[PAGE EXCERPT Boundary: Start]

Aging Gracefully?
Old age is something that happens to other people. Not me. Not you. Just other random people. Maybe this aging thing is the result of some gene mutation.
When I see pictures of myself at gatherings I wonder... how is it that my face seems to be imploding? I swear the skin from my forehead and my chin will eventually meet in the middle of my face. My best feature, (so I have been told) my blue eyes, will be lost in skin folds and I will begin to resemble a Sharpei. Makes me want to get a facelift or at least duct tape my face to the back of my neck.
The mirror is a cruel necessity. Gotta put my contacts in and put on make-up, right? Or at least comb my hair. All my friends tell me, "OH JULIE! Your white hair is BEAUTIFUL!!!" Don't color it, REALLY!!!" I miss my blond hair. I have been mistaken for my younger friend's mother. Now isn't that a kick in the balls, or maybe I should say a kick in the desert wasteland that used to be my vagina.
Who needs underwear anymore? Well, ok, maybe adult diapers when I sneeze or cough unexpectedly and can't cross my legs and bend over in time. Sometimes pee shoots out of my urethra like a firehose. But, I refuse to wear adult diapers. Not me. I play Pickleball. I am an athlete.

[PAGE EXCERPT Boundary: End]
[DATA SHOWN Boundary: Start]

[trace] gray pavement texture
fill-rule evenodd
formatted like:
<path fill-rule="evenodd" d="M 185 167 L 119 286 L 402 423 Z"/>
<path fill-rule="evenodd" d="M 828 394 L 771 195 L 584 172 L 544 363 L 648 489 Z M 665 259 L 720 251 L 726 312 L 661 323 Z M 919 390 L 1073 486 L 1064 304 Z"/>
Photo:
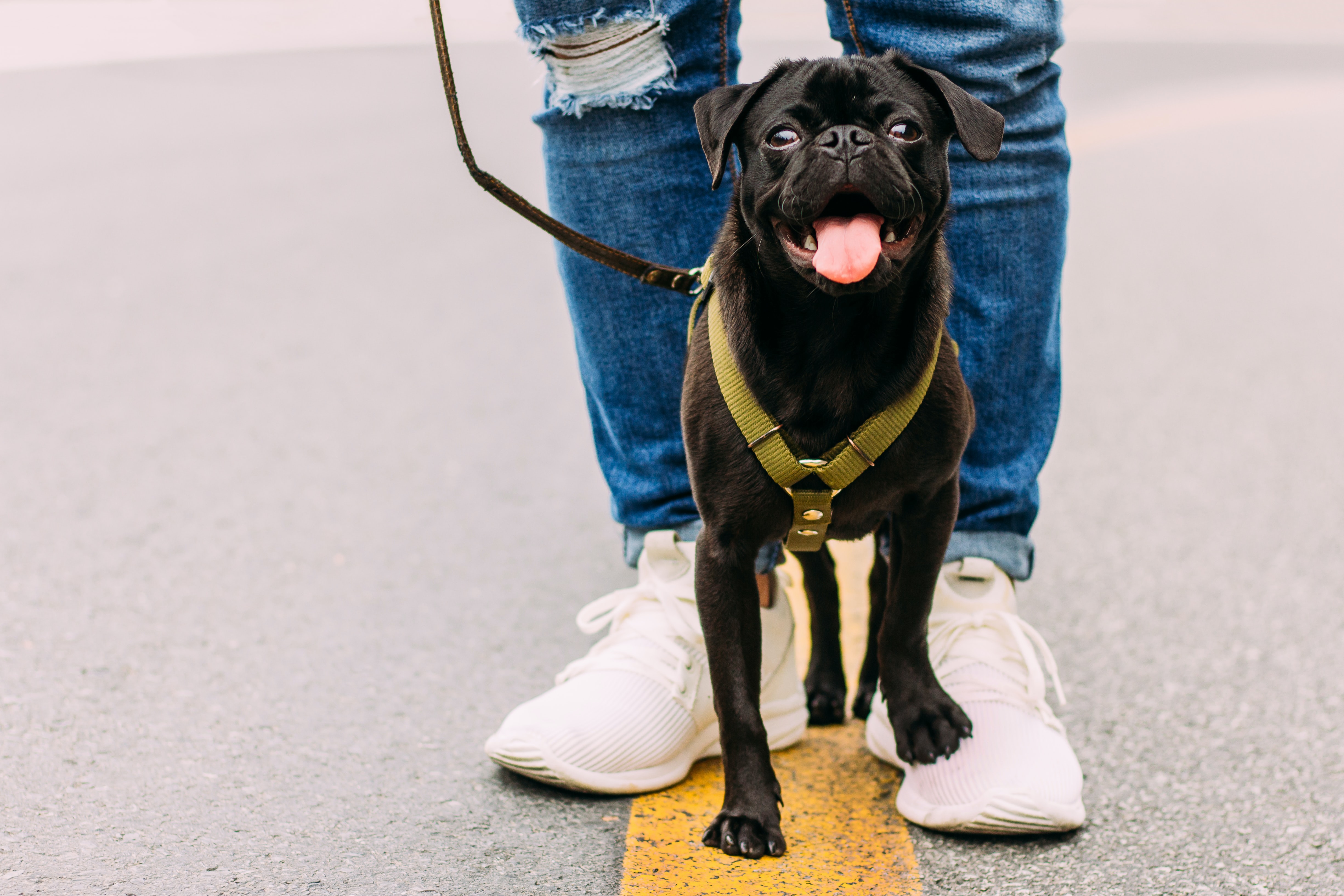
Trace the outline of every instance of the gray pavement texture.
<path fill-rule="evenodd" d="M 1077 47 L 1064 83 L 1340 55 Z M 535 69 L 458 69 L 539 199 Z M 1090 819 L 913 829 L 926 892 L 1344 893 L 1331 109 L 1079 154 L 1021 604 Z M 0 121 L 0 893 L 616 892 L 628 801 L 481 754 L 633 575 L 551 249 L 466 179 L 431 54 L 8 74 Z"/>

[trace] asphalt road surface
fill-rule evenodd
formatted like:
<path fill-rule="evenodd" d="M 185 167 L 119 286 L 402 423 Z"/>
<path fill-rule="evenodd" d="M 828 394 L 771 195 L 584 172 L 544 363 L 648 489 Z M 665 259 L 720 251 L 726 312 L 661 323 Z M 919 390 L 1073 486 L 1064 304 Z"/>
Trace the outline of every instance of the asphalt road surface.
<path fill-rule="evenodd" d="M 1021 604 L 1090 817 L 915 829 L 927 893 L 1344 893 L 1341 56 L 1062 56 Z M 536 70 L 458 69 L 540 199 Z M 633 574 L 551 247 L 433 55 L 7 74 L 0 122 L 0 893 L 616 892 L 629 802 L 481 752 Z"/>

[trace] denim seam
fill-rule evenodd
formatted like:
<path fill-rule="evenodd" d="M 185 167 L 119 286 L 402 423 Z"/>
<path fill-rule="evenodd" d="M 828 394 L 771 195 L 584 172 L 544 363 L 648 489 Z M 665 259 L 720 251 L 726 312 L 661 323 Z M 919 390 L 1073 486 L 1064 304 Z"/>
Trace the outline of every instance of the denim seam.
<path fill-rule="evenodd" d="M 723 15 L 719 16 L 719 86 L 728 86 L 728 16 L 732 0 L 723 0 Z"/>
<path fill-rule="evenodd" d="M 863 42 L 859 40 L 859 26 L 853 20 L 853 7 L 849 5 L 849 0 L 843 0 L 844 15 L 849 20 L 849 36 L 853 38 L 853 48 L 859 51 L 860 56 L 867 56 L 868 51 L 863 48 Z"/>

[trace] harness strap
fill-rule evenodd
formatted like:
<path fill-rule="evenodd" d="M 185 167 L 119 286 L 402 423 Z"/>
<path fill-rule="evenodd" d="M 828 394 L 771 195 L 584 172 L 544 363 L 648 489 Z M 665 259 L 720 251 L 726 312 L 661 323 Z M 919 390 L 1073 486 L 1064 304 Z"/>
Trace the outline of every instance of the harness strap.
<path fill-rule="evenodd" d="M 929 384 L 933 383 L 942 339 L 952 344 L 953 353 L 958 351 L 957 344 L 950 336 L 943 334 L 938 340 L 938 345 L 934 345 L 933 357 L 929 359 L 929 364 L 914 388 L 870 416 L 844 442 L 820 458 L 804 458 L 798 457 L 789 445 L 782 424 L 761 407 L 761 403 L 751 395 L 751 390 L 747 388 L 737 359 L 732 357 L 732 349 L 728 347 L 723 313 L 718 297 L 714 294 L 708 298 L 707 313 L 710 316 L 710 353 L 714 359 L 714 376 L 719 382 L 719 391 L 728 406 L 728 412 L 732 414 L 738 430 L 747 441 L 747 447 L 761 461 L 765 472 L 774 480 L 775 485 L 793 496 L 794 519 L 785 547 L 790 551 L 817 551 L 825 541 L 827 527 L 831 525 L 831 498 L 840 489 L 857 480 L 864 470 L 874 466 L 882 453 L 891 447 L 896 437 L 910 424 L 929 392 Z M 793 489 L 796 482 L 813 473 L 831 488 L 831 492 Z"/>

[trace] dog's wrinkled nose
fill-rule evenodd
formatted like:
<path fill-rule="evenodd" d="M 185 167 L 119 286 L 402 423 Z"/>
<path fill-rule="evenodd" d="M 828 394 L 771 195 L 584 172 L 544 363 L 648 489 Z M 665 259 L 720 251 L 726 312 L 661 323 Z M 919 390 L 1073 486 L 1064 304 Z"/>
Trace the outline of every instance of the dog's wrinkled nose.
<path fill-rule="evenodd" d="M 848 163 L 855 156 L 867 152 L 872 145 L 872 134 L 855 125 L 827 128 L 817 137 L 817 146 L 832 159 Z"/>

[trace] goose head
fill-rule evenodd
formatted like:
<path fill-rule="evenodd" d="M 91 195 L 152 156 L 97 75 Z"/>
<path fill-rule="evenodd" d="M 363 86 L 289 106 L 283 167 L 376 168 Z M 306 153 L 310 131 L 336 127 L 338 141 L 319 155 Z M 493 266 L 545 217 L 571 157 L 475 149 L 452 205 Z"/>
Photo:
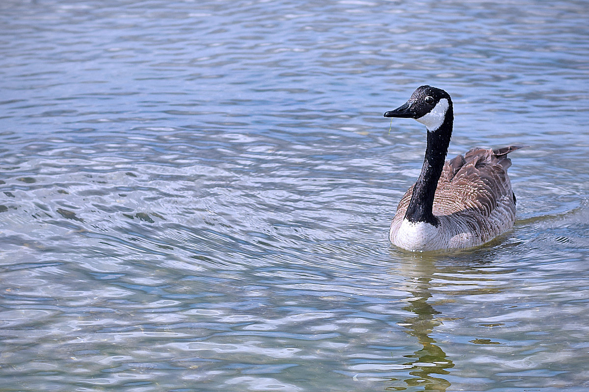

[DATA SHOWN Boundary: End]

▶ _TASK TO CARRY OUT_: In the essay "Aging Gracefully?", which feature has the writer been told is the best one?

▶ _WRITTEN RESPONSE_: The writer's blue eyes.